═════ INPUT ROWS

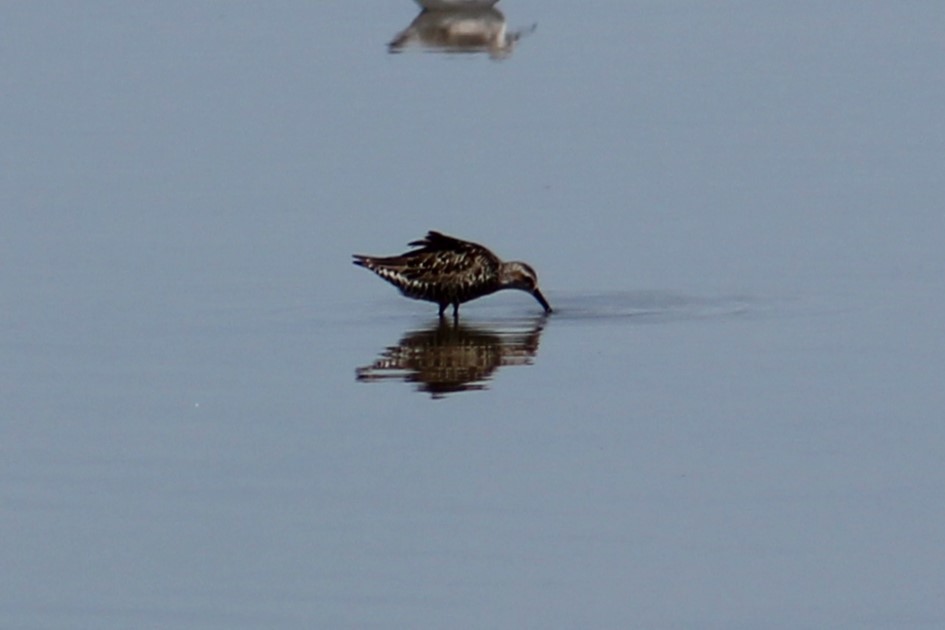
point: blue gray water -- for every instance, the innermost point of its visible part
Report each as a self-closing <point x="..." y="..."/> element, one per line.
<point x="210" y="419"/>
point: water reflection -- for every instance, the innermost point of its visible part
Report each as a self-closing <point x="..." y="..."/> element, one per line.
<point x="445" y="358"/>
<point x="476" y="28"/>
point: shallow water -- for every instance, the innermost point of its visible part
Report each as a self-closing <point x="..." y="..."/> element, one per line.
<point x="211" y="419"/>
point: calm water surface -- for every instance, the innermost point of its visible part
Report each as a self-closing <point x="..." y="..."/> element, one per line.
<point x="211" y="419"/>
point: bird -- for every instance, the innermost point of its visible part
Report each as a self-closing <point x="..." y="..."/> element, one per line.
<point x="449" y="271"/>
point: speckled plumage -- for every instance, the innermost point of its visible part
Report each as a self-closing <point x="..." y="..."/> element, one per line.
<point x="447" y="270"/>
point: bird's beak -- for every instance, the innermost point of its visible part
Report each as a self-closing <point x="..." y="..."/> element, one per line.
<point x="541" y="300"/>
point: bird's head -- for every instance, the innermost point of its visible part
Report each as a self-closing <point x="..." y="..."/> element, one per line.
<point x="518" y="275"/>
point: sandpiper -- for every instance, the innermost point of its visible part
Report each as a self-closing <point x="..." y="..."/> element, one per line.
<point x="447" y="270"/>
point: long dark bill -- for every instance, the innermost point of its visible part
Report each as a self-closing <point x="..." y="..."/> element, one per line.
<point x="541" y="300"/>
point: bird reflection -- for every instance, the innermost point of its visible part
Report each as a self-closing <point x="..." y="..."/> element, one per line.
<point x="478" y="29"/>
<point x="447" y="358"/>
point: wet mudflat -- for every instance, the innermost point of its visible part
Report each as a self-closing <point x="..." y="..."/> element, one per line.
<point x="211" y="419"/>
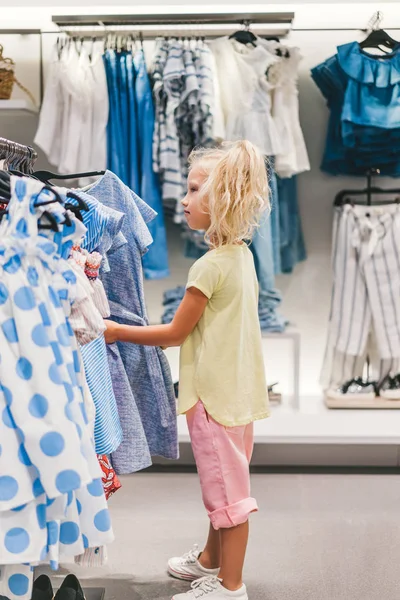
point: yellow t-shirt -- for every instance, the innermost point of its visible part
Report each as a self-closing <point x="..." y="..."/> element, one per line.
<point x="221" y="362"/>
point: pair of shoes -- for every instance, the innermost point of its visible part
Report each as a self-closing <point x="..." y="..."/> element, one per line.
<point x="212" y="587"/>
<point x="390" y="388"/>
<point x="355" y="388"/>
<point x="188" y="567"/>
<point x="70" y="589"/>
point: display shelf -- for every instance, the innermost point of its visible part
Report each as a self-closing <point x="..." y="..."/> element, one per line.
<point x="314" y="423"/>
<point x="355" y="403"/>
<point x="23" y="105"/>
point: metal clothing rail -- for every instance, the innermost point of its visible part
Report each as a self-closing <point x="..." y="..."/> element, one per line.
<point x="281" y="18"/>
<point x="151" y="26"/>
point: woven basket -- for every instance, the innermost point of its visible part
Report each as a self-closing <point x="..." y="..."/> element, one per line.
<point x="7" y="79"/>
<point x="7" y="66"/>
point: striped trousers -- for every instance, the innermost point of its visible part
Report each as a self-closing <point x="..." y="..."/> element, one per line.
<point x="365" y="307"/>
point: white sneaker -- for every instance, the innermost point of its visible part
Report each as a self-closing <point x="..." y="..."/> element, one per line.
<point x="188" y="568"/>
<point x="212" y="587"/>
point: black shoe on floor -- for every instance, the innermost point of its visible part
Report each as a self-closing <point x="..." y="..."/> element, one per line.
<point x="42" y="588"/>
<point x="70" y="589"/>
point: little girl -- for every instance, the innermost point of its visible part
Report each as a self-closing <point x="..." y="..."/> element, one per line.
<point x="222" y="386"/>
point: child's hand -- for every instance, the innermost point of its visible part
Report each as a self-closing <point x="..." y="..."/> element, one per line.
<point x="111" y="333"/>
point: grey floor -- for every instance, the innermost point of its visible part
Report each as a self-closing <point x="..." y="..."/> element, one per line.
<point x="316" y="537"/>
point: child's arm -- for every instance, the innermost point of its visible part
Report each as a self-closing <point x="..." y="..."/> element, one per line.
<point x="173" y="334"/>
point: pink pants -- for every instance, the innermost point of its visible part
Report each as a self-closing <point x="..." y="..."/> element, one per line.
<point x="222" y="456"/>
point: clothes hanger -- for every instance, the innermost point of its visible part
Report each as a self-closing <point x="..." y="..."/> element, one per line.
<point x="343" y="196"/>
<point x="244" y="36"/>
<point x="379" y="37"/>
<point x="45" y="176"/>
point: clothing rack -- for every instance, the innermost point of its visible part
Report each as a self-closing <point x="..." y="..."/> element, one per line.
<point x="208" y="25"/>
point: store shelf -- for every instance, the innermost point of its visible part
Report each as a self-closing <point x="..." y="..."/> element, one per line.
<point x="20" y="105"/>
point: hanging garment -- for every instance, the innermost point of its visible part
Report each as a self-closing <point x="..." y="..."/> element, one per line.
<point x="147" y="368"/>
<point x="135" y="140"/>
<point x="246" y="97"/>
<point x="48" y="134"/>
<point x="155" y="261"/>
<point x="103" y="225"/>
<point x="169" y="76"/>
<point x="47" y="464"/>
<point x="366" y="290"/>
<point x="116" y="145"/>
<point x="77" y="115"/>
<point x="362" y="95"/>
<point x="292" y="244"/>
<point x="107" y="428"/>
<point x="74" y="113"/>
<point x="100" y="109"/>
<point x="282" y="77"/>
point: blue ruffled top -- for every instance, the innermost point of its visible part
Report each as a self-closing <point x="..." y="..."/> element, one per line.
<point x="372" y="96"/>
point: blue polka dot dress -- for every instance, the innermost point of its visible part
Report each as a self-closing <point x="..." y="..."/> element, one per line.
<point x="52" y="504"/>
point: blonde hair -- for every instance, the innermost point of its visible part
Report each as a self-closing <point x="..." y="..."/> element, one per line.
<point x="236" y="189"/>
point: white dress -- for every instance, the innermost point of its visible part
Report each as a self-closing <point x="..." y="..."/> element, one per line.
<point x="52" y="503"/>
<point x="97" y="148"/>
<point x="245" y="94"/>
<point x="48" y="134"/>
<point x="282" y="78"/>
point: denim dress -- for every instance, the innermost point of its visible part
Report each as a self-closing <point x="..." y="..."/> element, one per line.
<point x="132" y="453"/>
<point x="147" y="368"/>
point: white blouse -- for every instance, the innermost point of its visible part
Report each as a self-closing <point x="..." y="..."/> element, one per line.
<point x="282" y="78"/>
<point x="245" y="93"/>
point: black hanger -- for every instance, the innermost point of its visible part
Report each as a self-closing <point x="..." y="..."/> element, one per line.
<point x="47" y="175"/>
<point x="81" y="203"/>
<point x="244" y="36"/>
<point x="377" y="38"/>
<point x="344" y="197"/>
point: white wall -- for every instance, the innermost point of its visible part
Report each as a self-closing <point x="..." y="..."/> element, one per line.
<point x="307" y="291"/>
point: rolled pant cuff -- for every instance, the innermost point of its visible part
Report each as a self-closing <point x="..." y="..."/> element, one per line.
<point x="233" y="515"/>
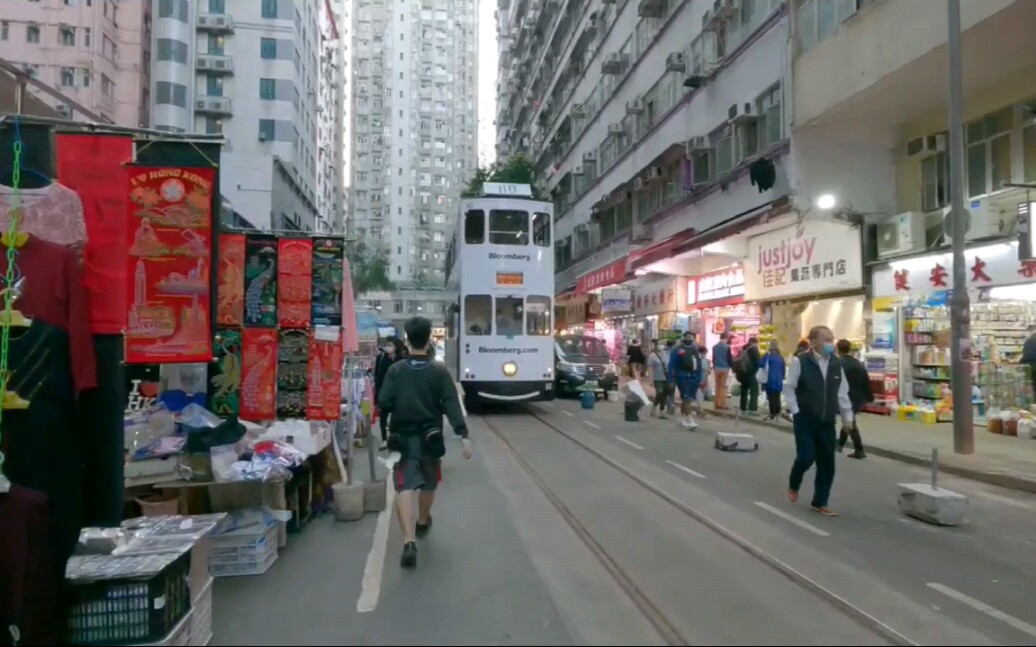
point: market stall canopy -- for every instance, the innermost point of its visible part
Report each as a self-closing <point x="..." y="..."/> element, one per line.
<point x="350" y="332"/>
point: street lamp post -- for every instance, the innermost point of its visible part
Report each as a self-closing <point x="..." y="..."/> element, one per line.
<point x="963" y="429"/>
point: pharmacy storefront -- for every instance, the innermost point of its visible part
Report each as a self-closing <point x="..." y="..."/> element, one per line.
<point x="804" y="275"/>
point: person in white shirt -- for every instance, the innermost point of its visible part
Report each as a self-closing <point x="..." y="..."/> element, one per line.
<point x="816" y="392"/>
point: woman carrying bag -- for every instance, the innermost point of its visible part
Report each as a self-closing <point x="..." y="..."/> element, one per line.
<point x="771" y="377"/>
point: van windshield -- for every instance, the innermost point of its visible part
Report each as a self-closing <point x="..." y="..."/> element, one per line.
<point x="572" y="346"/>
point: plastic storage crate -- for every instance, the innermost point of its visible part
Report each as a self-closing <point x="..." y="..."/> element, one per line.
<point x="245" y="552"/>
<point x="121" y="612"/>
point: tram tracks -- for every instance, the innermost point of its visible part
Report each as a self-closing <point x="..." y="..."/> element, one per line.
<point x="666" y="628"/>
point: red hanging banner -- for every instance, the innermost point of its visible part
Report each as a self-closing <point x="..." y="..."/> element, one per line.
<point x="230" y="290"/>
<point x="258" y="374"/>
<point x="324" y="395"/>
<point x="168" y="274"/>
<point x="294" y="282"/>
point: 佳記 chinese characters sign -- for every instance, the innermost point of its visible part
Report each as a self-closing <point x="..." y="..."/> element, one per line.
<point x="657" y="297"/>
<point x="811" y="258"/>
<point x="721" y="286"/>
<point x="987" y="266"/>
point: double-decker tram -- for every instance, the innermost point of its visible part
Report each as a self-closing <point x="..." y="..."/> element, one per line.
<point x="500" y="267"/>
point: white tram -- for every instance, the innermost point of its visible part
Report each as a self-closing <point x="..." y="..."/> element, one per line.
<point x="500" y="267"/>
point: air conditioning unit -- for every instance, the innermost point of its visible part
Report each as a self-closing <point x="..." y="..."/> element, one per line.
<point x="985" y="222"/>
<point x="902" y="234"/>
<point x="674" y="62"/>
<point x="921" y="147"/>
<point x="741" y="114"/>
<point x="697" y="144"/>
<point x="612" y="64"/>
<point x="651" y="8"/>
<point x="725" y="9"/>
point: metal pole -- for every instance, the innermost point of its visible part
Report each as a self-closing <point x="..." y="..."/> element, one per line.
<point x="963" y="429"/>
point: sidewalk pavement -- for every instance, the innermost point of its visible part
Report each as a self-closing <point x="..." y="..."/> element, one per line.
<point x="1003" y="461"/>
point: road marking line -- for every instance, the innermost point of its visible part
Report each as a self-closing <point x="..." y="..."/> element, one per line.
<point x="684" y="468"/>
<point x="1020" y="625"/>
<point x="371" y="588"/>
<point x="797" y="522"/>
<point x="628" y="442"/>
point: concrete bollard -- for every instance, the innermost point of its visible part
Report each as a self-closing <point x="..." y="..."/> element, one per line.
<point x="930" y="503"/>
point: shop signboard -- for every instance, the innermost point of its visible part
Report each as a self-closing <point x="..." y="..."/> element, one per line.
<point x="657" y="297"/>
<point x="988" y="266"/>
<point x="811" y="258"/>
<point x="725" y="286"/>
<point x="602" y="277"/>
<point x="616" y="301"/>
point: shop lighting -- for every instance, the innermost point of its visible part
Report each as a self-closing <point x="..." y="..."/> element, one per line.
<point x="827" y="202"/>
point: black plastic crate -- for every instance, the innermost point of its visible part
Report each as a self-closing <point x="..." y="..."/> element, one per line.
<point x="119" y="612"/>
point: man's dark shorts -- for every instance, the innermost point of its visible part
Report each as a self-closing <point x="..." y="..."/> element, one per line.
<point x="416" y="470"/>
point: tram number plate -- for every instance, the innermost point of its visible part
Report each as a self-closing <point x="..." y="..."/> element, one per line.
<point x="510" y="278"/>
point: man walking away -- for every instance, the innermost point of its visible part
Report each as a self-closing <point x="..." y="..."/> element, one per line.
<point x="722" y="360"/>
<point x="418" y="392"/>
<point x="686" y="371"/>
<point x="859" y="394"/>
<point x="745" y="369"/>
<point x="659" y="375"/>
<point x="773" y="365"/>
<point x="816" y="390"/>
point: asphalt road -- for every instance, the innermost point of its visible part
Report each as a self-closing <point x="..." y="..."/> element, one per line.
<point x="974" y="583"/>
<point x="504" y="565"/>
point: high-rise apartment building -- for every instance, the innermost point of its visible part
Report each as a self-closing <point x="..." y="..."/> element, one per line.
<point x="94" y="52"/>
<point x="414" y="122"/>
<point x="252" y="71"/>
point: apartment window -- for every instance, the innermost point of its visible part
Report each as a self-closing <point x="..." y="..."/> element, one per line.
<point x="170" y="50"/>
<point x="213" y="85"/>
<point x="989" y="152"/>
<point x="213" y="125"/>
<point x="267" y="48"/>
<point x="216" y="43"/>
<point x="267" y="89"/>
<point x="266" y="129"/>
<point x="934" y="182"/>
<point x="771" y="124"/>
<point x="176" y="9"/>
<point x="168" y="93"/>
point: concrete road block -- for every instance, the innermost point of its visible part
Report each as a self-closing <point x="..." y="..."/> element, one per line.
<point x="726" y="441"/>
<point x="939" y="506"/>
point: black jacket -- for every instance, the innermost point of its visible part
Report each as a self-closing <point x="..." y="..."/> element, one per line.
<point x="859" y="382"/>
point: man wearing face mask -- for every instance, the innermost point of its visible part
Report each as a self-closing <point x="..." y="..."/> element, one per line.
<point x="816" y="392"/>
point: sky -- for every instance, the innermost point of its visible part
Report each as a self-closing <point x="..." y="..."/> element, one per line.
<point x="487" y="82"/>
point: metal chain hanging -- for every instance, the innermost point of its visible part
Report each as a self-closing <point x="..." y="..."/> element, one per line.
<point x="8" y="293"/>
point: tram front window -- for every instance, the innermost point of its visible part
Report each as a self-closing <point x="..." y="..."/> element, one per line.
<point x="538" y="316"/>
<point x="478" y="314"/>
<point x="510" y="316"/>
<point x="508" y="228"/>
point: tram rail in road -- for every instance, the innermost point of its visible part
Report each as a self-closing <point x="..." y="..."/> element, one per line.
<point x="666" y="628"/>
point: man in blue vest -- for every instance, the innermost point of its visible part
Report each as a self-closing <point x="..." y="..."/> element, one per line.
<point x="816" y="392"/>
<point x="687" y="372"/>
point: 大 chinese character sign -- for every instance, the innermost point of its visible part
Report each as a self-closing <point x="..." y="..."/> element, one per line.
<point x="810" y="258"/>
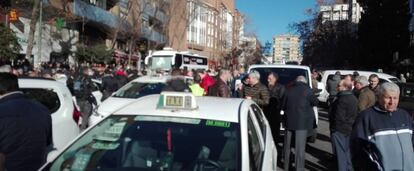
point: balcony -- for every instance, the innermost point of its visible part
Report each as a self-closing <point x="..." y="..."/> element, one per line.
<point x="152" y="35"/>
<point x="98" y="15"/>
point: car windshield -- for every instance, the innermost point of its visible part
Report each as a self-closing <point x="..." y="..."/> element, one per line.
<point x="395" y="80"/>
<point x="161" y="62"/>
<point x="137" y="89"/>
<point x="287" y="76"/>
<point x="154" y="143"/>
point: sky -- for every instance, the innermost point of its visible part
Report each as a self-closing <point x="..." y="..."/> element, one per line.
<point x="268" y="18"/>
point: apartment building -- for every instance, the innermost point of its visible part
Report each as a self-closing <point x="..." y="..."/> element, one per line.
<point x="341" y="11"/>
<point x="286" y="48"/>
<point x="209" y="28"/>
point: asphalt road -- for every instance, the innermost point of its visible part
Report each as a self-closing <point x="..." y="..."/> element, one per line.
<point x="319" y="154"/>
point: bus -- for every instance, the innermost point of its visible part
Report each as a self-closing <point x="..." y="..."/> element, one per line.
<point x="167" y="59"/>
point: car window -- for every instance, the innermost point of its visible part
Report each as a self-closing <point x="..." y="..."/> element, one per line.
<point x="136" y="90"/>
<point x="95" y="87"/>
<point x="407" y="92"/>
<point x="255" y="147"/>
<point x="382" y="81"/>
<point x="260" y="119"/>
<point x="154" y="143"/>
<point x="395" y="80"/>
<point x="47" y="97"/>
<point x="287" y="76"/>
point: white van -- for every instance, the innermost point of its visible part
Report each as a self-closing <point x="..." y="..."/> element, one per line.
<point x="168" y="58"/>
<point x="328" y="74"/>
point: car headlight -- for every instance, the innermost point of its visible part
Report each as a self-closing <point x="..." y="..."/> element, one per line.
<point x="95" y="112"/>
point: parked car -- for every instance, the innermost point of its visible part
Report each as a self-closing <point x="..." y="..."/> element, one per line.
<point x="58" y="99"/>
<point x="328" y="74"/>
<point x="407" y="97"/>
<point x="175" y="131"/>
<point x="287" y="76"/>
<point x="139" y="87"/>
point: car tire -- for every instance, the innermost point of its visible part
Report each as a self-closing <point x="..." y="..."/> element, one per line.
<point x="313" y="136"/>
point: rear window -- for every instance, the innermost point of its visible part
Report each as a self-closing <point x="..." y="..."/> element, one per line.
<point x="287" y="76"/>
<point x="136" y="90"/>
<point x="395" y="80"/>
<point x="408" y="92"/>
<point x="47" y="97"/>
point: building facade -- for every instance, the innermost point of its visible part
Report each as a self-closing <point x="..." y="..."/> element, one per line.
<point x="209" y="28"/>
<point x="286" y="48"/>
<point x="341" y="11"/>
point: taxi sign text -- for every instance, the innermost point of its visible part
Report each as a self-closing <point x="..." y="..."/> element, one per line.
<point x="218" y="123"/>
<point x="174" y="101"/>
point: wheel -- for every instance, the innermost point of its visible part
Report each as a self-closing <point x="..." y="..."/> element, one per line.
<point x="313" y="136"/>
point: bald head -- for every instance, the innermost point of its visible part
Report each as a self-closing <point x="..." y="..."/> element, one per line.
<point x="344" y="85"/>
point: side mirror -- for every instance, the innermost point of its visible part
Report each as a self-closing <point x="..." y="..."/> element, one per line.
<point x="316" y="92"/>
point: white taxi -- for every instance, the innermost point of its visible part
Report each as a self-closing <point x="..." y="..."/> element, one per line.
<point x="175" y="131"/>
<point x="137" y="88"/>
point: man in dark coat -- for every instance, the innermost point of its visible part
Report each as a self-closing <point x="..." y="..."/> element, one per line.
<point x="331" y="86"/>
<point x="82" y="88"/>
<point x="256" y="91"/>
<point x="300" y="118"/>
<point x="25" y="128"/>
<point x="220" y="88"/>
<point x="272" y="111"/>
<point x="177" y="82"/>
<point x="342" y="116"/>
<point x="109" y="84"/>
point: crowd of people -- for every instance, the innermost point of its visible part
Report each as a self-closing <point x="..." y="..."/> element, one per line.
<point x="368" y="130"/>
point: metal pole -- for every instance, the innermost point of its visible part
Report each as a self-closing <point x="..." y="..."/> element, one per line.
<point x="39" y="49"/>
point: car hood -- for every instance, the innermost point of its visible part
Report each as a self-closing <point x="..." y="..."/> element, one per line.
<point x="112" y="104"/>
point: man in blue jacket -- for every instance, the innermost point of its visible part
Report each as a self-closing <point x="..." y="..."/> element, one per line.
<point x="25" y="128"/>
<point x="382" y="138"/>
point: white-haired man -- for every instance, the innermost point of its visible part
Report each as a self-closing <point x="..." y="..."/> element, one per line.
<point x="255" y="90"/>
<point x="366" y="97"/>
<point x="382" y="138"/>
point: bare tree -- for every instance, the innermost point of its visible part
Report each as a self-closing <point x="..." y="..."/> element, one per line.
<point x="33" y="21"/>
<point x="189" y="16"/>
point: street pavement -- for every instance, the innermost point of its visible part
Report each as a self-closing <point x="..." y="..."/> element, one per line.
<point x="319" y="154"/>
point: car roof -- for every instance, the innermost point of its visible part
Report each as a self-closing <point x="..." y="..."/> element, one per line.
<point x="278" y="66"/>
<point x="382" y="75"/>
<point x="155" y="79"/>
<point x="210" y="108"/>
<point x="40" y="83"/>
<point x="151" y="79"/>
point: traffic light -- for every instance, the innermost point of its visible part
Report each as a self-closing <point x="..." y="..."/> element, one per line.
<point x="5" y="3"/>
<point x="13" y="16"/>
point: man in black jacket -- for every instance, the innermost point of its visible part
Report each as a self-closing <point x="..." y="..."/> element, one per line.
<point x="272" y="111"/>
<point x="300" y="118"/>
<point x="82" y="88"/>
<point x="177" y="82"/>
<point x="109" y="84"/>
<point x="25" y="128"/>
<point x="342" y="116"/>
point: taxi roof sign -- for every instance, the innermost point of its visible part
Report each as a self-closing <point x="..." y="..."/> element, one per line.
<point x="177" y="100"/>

══════════

[WHAT YOU NEED TO DO]:
Your task is to transcribe the line containing "point: car hood" and every line after it, through the last line of the data, exactly as written and with nothing more.

[ANSWER TO THIS PROBLEM]:
point: car hood -- for every instance, the innermost point of its visible part
Report each as a self-closing <point x="..." y="..."/> element, one per line.
<point x="112" y="104"/>
point: man in blue jacket -- for every instance, the innermost point of its visible part
Report each as a self-closing <point x="..." y="..."/> element, one per line.
<point x="25" y="128"/>
<point x="382" y="138"/>
point: white-haired man -- for every instance, the innermost point of its visible part
Report each as a self-closing <point x="..." y="..."/> element, one per line.
<point x="255" y="90"/>
<point x="366" y="97"/>
<point x="382" y="138"/>
point: bare tree -- for every instance, the innermost point of its visible part
Report each as a self-closing <point x="..." y="..."/> element, one per line.
<point x="33" y="21"/>
<point x="189" y="16"/>
point: street pavement -- for every instance, the innermost point of its visible part
Report each as a self-closing <point x="..." y="..."/> element, one per line.
<point x="319" y="154"/>
point: car roof -- for every instance, the innermost point of its visible part
Report each as a self-closing <point x="..." y="..."/> element, one per line.
<point x="278" y="66"/>
<point x="382" y="75"/>
<point x="155" y="79"/>
<point x="210" y="108"/>
<point x="40" y="83"/>
<point x="151" y="79"/>
point: traffic light -- for every instance, the innermost point of its visible part
Report each as a self-closing <point x="..." y="..."/> element, one per line.
<point x="5" y="3"/>
<point x="13" y="16"/>
point: man in black jacket -- for every instance, the innermost point of its visible part
Report each as a self-closing <point x="..." y="..."/> element, one per line.
<point x="272" y="111"/>
<point x="300" y="118"/>
<point x="82" y="88"/>
<point x="177" y="82"/>
<point x="109" y="84"/>
<point x="25" y="128"/>
<point x="342" y="116"/>
point: taxi roof sign -- for every instance, the innermost point of its visible part
Report each as a self-closing <point x="..." y="..."/> element, one per line.
<point x="177" y="100"/>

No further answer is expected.